◆ Passage
==========

Date: Thu, 21 Mar 1996 07:48:05 -0500
From: "Dennis R. Preston" preston[AT SYMBOL GOES HERE]PILOT.MSU.EDU
Subject: Re: your mail
Since I use 'jeetchet' in my beginning classes as an example of allegro
speech processes and specifically relate it to 'did you eat yet,' I am
surprised to find it on a list of 'non-words,' particularly since the
'jeet' part requires, at least for me, an 'underlying' 'did.'
I will avoid extensive discussion of the more philsophical question about
the word status of some of the other items on this list, but I think one
would like to distinguish several levels here, at least, for example:
1) Pseudo-imitatives which have clearly have the status 'word' (e.g.,.
cock-a-doodle-doo' and 'oink' (which no self-respecting rooseter or pig,
respectively, would ever say).
2) A middle category of items which appear to be 'conventionalizing,'
derived from 'sounds' but not yet fully lexicalized. Judgments here are
difficult since they may be further along in the process for some than for
others. For me, for example, 'blech' is such an item (while the similar
'yuck' belongs to category one.

==========

◆ Data supplied
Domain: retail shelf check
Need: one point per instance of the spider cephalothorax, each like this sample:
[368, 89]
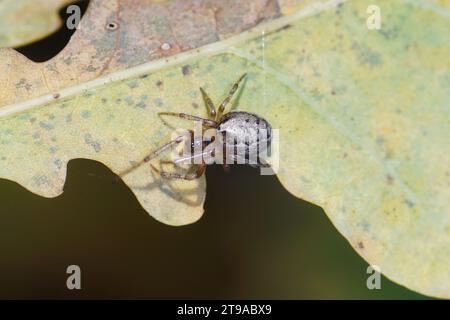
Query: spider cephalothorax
[243, 135]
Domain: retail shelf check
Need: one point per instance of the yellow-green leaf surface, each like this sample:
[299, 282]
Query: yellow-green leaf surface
[364, 123]
[24, 21]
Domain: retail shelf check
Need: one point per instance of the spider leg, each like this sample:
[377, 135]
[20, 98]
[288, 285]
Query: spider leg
[193, 156]
[206, 122]
[192, 175]
[155, 153]
[229, 96]
[208, 102]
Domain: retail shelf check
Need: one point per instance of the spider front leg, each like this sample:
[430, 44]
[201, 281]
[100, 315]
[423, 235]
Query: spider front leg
[157, 152]
[229, 96]
[206, 122]
[209, 103]
[196, 172]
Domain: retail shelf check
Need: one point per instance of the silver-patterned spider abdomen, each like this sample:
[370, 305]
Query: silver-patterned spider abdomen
[245, 136]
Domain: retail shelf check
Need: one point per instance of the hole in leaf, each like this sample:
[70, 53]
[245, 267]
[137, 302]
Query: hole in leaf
[47, 48]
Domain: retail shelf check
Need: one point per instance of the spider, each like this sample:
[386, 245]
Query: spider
[238, 129]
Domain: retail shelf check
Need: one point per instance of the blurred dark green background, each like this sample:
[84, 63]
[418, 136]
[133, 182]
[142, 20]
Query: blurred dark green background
[255, 240]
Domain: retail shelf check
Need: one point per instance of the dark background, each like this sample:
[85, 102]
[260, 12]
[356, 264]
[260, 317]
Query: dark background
[255, 240]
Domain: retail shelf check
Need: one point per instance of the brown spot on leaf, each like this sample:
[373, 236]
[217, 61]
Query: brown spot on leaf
[186, 70]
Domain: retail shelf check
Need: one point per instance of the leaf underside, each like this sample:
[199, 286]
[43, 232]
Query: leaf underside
[363, 115]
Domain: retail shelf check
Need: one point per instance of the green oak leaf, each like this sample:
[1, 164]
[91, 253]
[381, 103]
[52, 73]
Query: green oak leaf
[364, 122]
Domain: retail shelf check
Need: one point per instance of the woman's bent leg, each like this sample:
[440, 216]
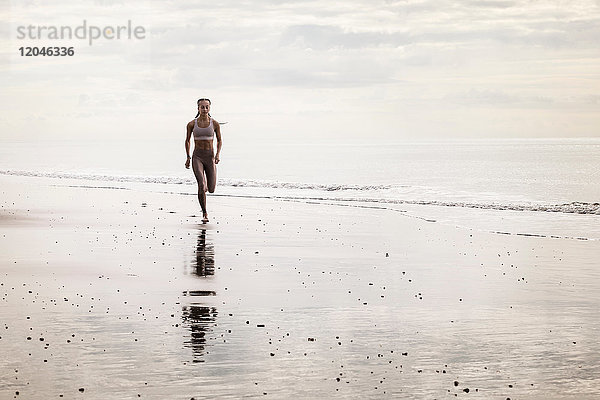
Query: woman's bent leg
[198, 168]
[210, 171]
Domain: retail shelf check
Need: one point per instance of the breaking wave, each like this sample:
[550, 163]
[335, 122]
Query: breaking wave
[374, 194]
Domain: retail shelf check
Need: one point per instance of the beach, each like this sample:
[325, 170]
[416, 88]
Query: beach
[116, 290]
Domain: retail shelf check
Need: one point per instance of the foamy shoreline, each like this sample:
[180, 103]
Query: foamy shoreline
[123, 293]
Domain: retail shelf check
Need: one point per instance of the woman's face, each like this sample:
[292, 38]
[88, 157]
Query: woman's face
[204, 107]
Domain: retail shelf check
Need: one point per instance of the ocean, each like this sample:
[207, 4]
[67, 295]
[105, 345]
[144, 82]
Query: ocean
[545, 187]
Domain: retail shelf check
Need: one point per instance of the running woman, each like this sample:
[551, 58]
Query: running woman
[203, 160]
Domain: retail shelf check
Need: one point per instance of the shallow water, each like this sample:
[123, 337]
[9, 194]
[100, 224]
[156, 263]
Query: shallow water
[308, 300]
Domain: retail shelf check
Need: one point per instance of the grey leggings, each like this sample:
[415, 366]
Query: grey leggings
[205, 170]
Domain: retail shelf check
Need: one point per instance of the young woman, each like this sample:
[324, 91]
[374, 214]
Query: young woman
[203, 160]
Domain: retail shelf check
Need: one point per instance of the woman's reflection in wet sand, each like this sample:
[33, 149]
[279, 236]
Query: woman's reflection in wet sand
[196, 316]
[200, 321]
[204, 264]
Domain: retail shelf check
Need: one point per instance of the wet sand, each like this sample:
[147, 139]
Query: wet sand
[118, 291]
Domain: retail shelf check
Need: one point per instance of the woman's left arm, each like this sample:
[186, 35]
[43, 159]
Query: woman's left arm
[219, 140]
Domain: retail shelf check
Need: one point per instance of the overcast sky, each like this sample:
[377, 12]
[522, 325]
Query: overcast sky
[361, 69]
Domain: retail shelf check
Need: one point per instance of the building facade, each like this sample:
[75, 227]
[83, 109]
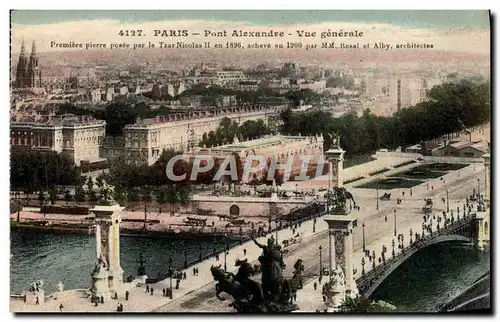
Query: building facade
[79, 136]
[145, 140]
[280, 149]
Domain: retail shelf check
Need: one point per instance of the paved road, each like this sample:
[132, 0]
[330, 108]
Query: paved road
[377, 230]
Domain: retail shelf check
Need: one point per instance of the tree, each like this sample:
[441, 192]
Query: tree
[41, 198]
[68, 197]
[133, 195]
[79, 194]
[53, 195]
[90, 183]
[92, 196]
[362, 305]
[172, 198]
[183, 196]
[100, 181]
[161, 196]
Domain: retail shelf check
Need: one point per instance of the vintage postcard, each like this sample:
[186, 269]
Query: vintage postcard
[250, 161]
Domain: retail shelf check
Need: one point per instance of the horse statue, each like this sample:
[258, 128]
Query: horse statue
[335, 139]
[291, 286]
[244, 300]
[338, 198]
[36, 286]
[274, 294]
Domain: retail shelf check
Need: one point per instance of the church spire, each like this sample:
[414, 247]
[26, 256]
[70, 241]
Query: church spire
[23, 50]
[22, 64]
[33, 49]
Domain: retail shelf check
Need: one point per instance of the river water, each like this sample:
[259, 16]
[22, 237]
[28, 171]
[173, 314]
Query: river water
[422, 284]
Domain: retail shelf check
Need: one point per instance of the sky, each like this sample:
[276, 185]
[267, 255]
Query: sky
[459, 31]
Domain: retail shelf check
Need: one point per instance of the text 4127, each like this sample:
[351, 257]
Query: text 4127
[130, 33]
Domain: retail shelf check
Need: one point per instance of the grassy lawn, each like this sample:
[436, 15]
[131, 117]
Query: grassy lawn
[441, 167]
[357, 160]
[390, 183]
[419, 174]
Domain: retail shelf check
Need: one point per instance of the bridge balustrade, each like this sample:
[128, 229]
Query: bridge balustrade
[369, 278]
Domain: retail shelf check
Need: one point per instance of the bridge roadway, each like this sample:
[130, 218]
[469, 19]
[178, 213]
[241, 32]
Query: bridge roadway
[377, 233]
[196, 293]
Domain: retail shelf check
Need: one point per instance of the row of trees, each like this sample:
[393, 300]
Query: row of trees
[228, 130]
[449, 106]
[89, 190]
[32, 170]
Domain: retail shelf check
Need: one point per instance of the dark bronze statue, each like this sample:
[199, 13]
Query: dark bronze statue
[338, 198]
[275, 294]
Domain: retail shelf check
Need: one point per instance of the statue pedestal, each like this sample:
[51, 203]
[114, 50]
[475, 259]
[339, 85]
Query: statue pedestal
[107, 278]
[100, 284]
[274, 196]
[31, 297]
[336, 293]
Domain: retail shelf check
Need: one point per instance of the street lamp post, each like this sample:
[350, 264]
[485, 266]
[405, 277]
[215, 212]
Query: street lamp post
[320, 262]
[364, 246]
[185, 258]
[225, 255]
[394, 222]
[170, 272]
[277, 231]
[393, 252]
[447, 202]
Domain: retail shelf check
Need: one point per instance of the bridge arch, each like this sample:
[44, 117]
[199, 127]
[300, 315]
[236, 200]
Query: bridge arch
[370, 289]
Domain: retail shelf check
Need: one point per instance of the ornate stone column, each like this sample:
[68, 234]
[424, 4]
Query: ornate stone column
[107, 277]
[341, 228]
[335, 158]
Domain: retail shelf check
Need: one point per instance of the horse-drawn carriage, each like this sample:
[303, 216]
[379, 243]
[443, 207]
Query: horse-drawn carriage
[386, 197]
[427, 209]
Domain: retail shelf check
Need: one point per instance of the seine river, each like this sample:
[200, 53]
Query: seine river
[423, 284]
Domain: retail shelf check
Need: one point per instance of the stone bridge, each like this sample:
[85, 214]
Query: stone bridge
[462, 230]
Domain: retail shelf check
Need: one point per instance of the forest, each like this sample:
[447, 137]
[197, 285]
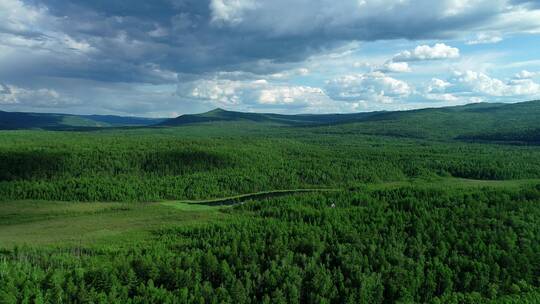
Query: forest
[125, 215]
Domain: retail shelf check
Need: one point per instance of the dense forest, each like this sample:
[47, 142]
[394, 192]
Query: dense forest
[204, 161]
[404, 244]
[447, 213]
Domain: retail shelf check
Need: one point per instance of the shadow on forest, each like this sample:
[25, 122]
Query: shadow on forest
[178, 162]
[30, 165]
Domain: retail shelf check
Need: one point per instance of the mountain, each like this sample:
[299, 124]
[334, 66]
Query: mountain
[220, 115]
[518, 122]
[477, 122]
[19, 120]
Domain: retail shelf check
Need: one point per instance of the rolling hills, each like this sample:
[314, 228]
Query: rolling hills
[485, 122]
[515, 123]
[46, 121]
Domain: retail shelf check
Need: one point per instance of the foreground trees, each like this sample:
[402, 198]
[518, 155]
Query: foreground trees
[406, 245]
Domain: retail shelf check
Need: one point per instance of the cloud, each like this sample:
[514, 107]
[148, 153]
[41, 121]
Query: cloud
[425, 52]
[375, 86]
[526, 75]
[483, 38]
[395, 67]
[438, 85]
[246, 94]
[13, 95]
[112, 48]
[481, 83]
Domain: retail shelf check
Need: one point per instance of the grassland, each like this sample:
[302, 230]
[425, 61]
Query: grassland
[374, 210]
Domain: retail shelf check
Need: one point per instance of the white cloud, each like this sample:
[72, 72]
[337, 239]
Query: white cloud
[526, 75]
[438, 85]
[484, 38]
[230, 11]
[447, 97]
[375, 86]
[13, 95]
[425, 52]
[242, 94]
[395, 67]
[483, 84]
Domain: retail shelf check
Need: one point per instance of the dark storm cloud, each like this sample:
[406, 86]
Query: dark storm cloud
[128, 41]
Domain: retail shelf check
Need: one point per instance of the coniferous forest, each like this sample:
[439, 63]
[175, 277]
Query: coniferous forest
[375, 212]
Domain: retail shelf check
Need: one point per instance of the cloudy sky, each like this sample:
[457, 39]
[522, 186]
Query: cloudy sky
[170, 57]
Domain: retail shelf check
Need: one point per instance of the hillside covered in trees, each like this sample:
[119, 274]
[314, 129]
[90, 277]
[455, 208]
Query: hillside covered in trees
[399, 213]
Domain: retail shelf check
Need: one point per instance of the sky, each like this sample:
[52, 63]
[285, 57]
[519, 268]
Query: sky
[165, 58]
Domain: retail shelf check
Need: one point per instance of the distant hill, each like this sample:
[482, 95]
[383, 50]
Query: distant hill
[19, 120]
[501, 122]
[220, 115]
[473, 122]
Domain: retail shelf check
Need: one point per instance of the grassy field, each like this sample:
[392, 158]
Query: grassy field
[39, 223]
[116, 224]
[430, 206]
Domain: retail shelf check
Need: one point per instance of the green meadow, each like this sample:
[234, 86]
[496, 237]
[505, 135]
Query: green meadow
[228, 207]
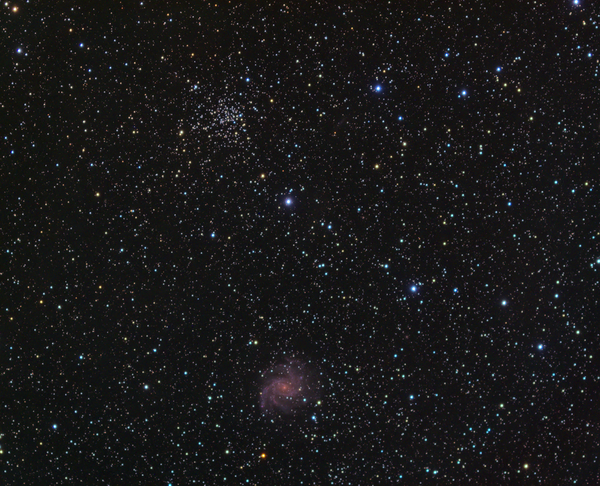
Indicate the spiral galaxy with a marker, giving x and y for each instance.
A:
(287, 388)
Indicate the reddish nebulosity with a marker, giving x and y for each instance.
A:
(287, 388)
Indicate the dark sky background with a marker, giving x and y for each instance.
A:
(299, 244)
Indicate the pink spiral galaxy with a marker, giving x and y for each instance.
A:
(287, 388)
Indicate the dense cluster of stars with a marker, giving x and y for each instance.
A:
(395, 204)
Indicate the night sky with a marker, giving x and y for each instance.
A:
(293, 244)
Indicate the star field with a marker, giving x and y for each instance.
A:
(298, 244)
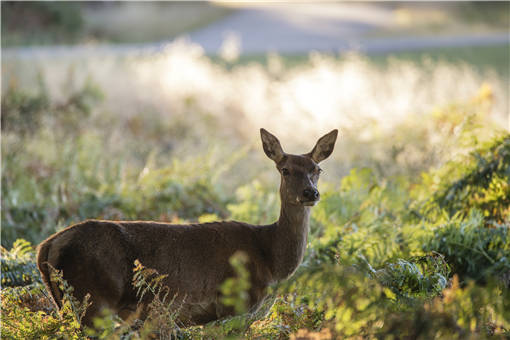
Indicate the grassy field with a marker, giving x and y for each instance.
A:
(70, 23)
(411, 238)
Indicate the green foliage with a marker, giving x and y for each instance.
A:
(18, 265)
(390, 254)
(235, 290)
(472, 250)
(42, 22)
(480, 181)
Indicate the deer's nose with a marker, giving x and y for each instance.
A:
(311, 194)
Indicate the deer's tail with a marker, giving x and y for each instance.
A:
(45, 268)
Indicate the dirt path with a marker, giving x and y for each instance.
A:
(288, 29)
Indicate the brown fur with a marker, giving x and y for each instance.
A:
(96, 257)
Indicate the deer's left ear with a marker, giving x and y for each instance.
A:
(324, 147)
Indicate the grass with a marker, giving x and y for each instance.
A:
(410, 237)
(481, 58)
(130, 22)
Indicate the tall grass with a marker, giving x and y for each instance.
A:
(411, 236)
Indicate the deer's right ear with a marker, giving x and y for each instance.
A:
(271, 146)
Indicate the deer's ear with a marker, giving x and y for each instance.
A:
(324, 147)
(271, 146)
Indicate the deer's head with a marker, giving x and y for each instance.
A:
(299, 173)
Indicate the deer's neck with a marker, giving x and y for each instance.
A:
(290, 239)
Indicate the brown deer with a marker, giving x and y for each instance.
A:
(96, 257)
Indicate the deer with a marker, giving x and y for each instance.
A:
(96, 257)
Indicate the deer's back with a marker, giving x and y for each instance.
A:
(97, 258)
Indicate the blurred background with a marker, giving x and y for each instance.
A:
(98, 97)
(152, 111)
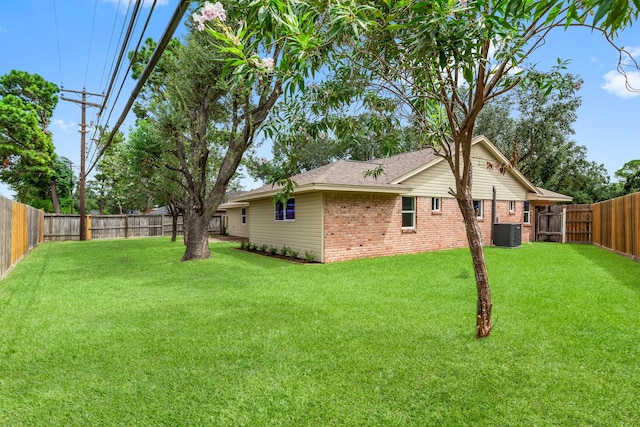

==========

◆ Things to do
1. Rewrite the message starting at "Date: Thu, 21" and ending at "would ever say).", putting "introductory courses" in place of "beginning classes".
2. Answer these questions about the message:
(a) To which phrase does the writer relate "jeetchet" in class?
(b) Which two items are given as examples of pseudo-imitatives?
(c) For the writer, which item belongs to the middle category, and where does "yuck" belong?

◆ Answer set
1.
Date: Thu, 21 Mar 1996 07:48:05 -0500
From: "Dennis R. Preston" preston[AT SYMBOL GOES HERE]PILOT.MSU.EDU
Subject: Re: your mail
Since I use 'jeetchet' in my introductory courses as an example of allegro
speech processes and specifically relate it to 'did you eat yet,' I am
surprised to find it on a list of 'non-words,' particularly since the
'jeet' part requires, at least for me, an 'underlying' 'did.'
I will avoid extensive discussion of the more philsophical question about
the word status of some of the other items on this list, but I think one
would like to distinguish several levels here, at least, for example:
1) Pseudo-imitatives which have clearly have the status 'word' (e.g.,.
cock-a-doodle-doo' and 'oink' (which no self-respecting rooseter or pig,
respectively, would ever say).

2.
(a) "did you eat yet"
(b) "cock-a-doodle-doo" and "oink"
(c) "blech"; "yuck" belongs to category one.